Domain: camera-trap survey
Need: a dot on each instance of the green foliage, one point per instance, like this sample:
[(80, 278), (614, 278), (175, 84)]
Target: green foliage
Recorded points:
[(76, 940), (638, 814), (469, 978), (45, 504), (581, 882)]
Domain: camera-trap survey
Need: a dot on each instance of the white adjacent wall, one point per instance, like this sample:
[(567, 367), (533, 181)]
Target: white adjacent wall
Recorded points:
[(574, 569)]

★ ★ ★

== Your goal ==
Copy all of the material above line for line, with no changes.

== Solution ==
Domain: camera-trap survey
Need: a dot on each instance of the green foliage, one point per instance, like this sample:
[(80, 278), (614, 278), (175, 84)]
Target: green foliage
Recorded points:
[(76, 940), (638, 814), (469, 978), (45, 504), (581, 882)]
Domain: camera-trap survey
Need: a dot on each instance of the white adjacent wall, one point per instance, like this sample:
[(567, 367), (533, 181)]
Target: white adjacent wall
Recorded points:
[(574, 569)]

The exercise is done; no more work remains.